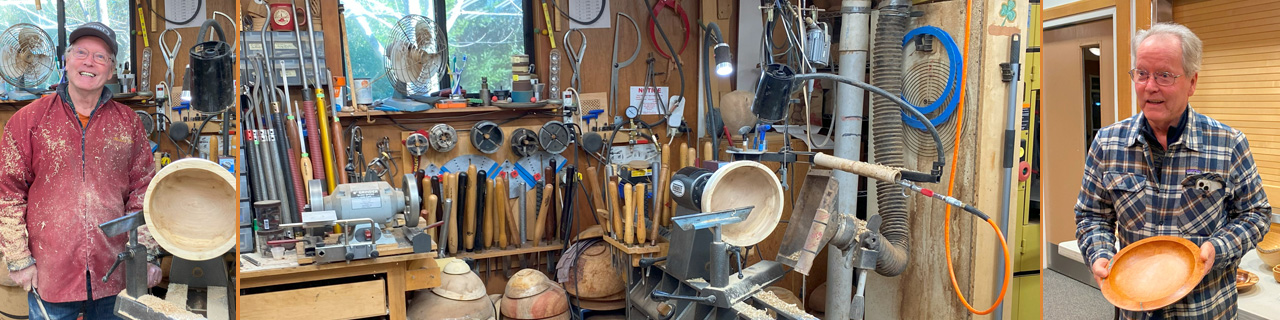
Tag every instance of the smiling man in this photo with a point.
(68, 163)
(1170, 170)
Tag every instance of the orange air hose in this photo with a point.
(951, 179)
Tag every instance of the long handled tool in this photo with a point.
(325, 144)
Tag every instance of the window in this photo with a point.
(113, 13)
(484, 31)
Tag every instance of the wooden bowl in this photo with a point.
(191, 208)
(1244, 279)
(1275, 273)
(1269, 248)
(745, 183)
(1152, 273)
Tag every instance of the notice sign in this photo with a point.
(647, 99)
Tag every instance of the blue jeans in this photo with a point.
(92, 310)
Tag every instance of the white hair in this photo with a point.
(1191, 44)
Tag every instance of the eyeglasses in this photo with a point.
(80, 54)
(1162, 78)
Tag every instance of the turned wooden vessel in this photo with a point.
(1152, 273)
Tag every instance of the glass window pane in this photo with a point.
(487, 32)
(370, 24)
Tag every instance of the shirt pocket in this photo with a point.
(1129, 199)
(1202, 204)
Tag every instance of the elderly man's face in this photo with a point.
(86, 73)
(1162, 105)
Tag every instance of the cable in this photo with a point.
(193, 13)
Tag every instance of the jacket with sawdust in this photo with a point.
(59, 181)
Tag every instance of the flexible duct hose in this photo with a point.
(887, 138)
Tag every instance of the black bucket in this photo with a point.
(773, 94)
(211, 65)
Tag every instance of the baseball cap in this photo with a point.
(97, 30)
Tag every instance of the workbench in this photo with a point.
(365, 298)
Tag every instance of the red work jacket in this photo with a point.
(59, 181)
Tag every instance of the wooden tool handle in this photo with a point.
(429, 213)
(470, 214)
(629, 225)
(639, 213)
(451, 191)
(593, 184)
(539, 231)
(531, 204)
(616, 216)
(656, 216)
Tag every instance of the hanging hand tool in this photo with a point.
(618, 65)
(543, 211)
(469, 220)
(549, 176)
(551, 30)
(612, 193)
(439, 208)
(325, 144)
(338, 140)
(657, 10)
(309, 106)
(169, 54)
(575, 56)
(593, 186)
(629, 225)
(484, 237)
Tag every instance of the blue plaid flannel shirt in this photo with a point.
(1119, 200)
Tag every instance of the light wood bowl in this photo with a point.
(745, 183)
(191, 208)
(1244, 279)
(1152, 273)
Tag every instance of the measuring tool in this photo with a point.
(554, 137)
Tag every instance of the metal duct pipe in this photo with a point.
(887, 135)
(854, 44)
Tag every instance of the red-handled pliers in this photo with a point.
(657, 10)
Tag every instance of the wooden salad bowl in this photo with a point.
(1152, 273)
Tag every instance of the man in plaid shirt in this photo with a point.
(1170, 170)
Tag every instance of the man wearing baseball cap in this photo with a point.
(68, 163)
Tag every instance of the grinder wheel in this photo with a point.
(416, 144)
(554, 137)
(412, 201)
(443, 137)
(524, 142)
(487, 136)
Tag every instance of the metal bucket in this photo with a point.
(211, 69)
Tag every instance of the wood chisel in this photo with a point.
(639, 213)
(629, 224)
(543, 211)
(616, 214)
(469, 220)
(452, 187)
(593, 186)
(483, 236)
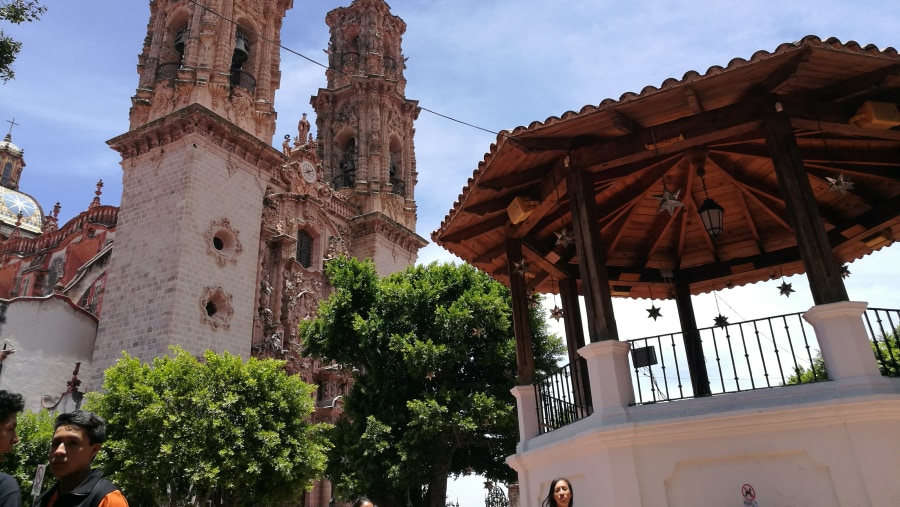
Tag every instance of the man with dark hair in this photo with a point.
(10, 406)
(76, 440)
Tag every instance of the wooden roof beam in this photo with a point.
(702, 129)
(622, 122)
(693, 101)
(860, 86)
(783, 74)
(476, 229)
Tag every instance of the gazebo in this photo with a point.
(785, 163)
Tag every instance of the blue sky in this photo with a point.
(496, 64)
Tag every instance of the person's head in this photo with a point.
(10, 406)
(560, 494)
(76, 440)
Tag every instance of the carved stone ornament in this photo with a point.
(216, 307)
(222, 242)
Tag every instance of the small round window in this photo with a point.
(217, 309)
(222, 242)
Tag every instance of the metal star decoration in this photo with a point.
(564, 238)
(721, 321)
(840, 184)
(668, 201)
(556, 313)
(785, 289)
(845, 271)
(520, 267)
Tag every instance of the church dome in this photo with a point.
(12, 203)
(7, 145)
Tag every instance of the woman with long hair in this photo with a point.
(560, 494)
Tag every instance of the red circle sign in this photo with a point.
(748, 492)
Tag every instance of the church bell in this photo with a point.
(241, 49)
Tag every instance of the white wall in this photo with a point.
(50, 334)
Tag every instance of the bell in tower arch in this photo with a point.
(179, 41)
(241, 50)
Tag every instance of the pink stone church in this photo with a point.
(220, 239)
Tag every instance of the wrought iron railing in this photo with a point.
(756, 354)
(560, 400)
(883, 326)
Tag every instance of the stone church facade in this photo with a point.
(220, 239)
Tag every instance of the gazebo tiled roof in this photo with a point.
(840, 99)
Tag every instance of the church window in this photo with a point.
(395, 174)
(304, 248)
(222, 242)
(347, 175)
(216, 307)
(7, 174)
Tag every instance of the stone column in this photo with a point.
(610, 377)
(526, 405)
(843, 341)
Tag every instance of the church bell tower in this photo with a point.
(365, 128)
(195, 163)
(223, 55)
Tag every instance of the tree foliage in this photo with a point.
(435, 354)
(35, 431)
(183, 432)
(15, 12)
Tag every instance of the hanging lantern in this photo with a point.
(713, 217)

####

Занесите строки всех записей выше в таблицу Markdown из двух столбцов: «№» с номером строки и «Строка записи» с самой строкой. Пустые строки и изображения в таблицу не включайте.

| № | Строка записи |
|---|---|
| 1 | Tag every instance of the smiling man in this photo with a point. |
| 2 | (68, 163) |
| 3 | (1170, 170) |
| 4 | Tag every instance of the orange air hose in this photo with a point. |
| 5 | (951, 179) |
| 6 | Tag every instance of the long handled tool in this photo with a point. |
| 7 | (325, 144) |
| 8 | Tag every instance of the window in this photo with a point. |
| 9 | (113, 13) |
| 10 | (484, 31) |
| 11 | Tag every instance of the wooden bowl in this photo with a point. |
| 12 | (191, 208) |
| 13 | (1244, 279) |
| 14 | (1275, 273) |
| 15 | (1269, 248) |
| 16 | (745, 183) |
| 17 | (1152, 273) |
| 18 | Tag every instance of the notice sign in this photo with a point. |
| 19 | (647, 99) |
| 20 | Tag every instance of the blue jeans in this photo with a point. |
| 21 | (92, 310) |
| 22 | Tag every instance of the white hair in this photo with a point. |
| 23 | (1191, 44) |
| 24 | Tag every instance of the eyeglasses in this photo with a point. |
| 25 | (80, 54) |
| 26 | (1162, 78) |
| 27 | Tag every instance of the turned wooden vessel in this photo with a point. |
| 28 | (1152, 273) |
| 29 | Tag every instance of the glass window pane in this photo with a point. |
| 30 | (487, 32) |
| 31 | (370, 24) |
| 32 | Tag every instance of the shirt pocket in this photo with a point. |
| 33 | (1129, 199) |
| 34 | (1202, 204) |
| 35 | Tag every instance of the elderly man's face in this photo with a point. |
| 36 | (86, 73) |
| 37 | (1162, 105) |
| 38 | Tag every instance of the cable in this photo with a point. |
| 39 | (193, 13) |
| 40 | Tag every instance of the jacket with sawdust in this photo with a point. |
| 41 | (59, 181) |
| 42 | Tag every instance of the flexible duct hose in this photo with a point. |
| 43 | (887, 138) |
| 44 | Tag every instance of the black bucket in this photo with a point. |
| 45 | (773, 94) |
| 46 | (211, 65) |
| 47 | Tag every instance of the baseball cap in this photo with a point. |
| 48 | (97, 30) |
| 49 | Tag every instance of the workbench in this photo with a point. |
| 50 | (365, 298) |
| 51 | Tag every instance of the red work jacket in this photo with a point. |
| 52 | (59, 181) |
| 53 | Tag every instance of the wooden tool handle in this photo with a point. |
| 54 | (429, 213) |
| 55 | (470, 214) |
| 56 | (629, 225) |
| 57 | (639, 213) |
| 58 | (451, 191) |
| 59 | (593, 184) |
| 60 | (539, 231) |
| 61 | (531, 204) |
| 62 | (616, 216) |
| 63 | (656, 216) |
| 64 | Tag every instance of the hanging hand tool in this photo with a point. |
| 65 | (618, 65) |
| 66 | (543, 211) |
| 67 | (469, 220) |
| 68 | (549, 176) |
| 69 | (551, 30) |
| 70 | (612, 193) |
| 71 | (439, 208) |
| 72 | (325, 144) |
| 73 | (338, 140) |
| 74 | (657, 10) |
| 75 | (309, 106) |
| 76 | (169, 54) |
| 77 | (575, 56) |
| 78 | (593, 186) |
| 79 | (629, 225) |
| 80 | (484, 237) |
| 81 | Tag every instance of the blue plaid flannel shirt in this photo with a point. |
| 82 | (1119, 200) |
| 83 | Tag every instance of the light wood bowl in this photo with a point. |
| 84 | (745, 183) |
| 85 | (191, 208) |
| 86 | (1244, 279) |
| 87 | (1152, 273) |
| 88 | Tag every instance of the measuring tool in this photo with a point. |
| 89 | (554, 137) |
| 90 | Tag every instance of the metal duct pipe in this photo with a point. |
| 91 | (887, 135) |
| 92 | (854, 44) |
| 93 | Tag every instance of the red-handled pliers in this photo with a point. |
| 94 | (657, 10) |
| 95 | Tag every instance of the wooden salad bowl in this photo with a point. |
| 96 | (1152, 273) |
| 97 | Tag every instance of the man in plaid shirt in this photo with a point. |
| 98 | (1170, 170) |
| 99 | Tag every instance of the man wearing baseball cap in this photo with a point. |
| 100 | (68, 163) |
| 101 | Tag every instance of the grinder wheel in this photo with a point. |
| 102 | (416, 144) |
| 103 | (554, 137) |
| 104 | (412, 201) |
| 105 | (443, 137) |
| 106 | (524, 142) |
| 107 | (487, 136) |
| 108 | Tag every instance of the metal bucket in this photo with a point. |
| 109 | (211, 69) |
| 110 | Tag every instance of the wood chisel in this photo with a point. |
| 111 | (639, 213) |
| 112 | (629, 224) |
| 113 | (543, 211) |
| 114 | (616, 214) |
| 115 | (469, 220) |
| 116 | (452, 187) |
| 117 | (593, 186) |
| 118 | (483, 236) |
| 119 | Tag every instance of the man with dark hair in this photo with a point. |
| 120 | (10, 406) |
| 121 | (76, 440) |
| 122 | Tag every instance of the wooden roof beam in this photo with a point. |
| 123 | (702, 129) |
| 124 | (622, 122) |
| 125 | (693, 101) |
| 126 | (860, 86) |
| 127 | (783, 74) |
| 128 | (476, 229) |
| 129 | Tag every instance of the gazebo in this photo with a point. |
| 130 | (785, 163) |
| 131 | Tag every instance of the blue sky in this photo with a point. |
| 132 | (496, 64) |
| 133 | Tag every instance of the person's head in this photo with a point. |
| 134 | (10, 406) |
| 135 | (560, 494) |
| 136 | (76, 440) |
| 137 | Tag every instance of the carved stone ornament in this photo with a point. |
| 138 | (216, 307) |
| 139 | (222, 242) |
| 140 | Tag every instance of the small round window in this photo with a point. |
| 141 | (217, 309) |
| 142 | (222, 242) |
| 143 | Tag every instance of the metal star decoration in this photo with a point. |
| 144 | (564, 238) |
| 145 | (721, 321) |
| 146 | (840, 184) |
| 147 | (668, 201) |
| 148 | (556, 313) |
| 149 | (785, 289) |
| 150 | (845, 271) |
| 151 | (520, 267) |
| 152 | Tag every instance of the church dome in this photo with a point. |
| 153 | (12, 203) |
| 154 | (7, 145) |
| 155 | Tag every instance of the woman with long hair in this photo with a point. |
| 156 | (560, 494) |
| 157 | Tag every instance of the red circle sign in this photo with a point. |
| 158 | (748, 492) |
| 159 | Tag every instance of the church bell in this photo with a point. |
| 160 | (241, 49) |
| 161 | Tag every instance of the white wall in this photo with a point. |
| 162 | (50, 334) |
| 163 | Tag every instance of the bell in tower arch in this photo with a point. |
| 164 | (179, 41) |
| 165 | (241, 50) |
| 166 | Tag every instance of the pink stone church in this photo with a point. |
| 167 | (220, 239) |
| 168 | Tag every instance of the wrought iron railing in this photo with a point. |
| 169 | (756, 354) |
| 170 | (560, 400) |
| 171 | (883, 326) |
| 172 | Tag every instance of the stone church facade in this photo with a point. |
| 173 | (220, 239) |
| 174 | Tag every instance of the gazebo tiled roof in this photo with a point. |
| 175 | (840, 99) |
| 176 | Tag every instance of the church window in this photo with a point. |
| 177 | (395, 174) |
| 178 | (304, 248) |
| 179 | (222, 242) |
| 180 | (347, 175) |
| 181 | (216, 307) |
| 182 | (7, 174) |
| 183 | Tag every instance of the stone column in this photo with a point. |
| 184 | (610, 377) |
| 185 | (526, 405) |
| 186 | (843, 341) |
| 187 | Tag every instance of the church bell tower in this photo with a point. |
| 188 | (365, 128) |
| 189 | (195, 163) |
| 190 | (223, 55) |
| 191 | Tag every instance of the tree foliage in this photo with a point. |
| 192 | (435, 354) |
| 193 | (35, 431) |
| 194 | (183, 432) |
| 195 | (15, 12) |
| 196 | Tag every instance of the hanging lantern in this photo with a point. |
| 197 | (713, 217) |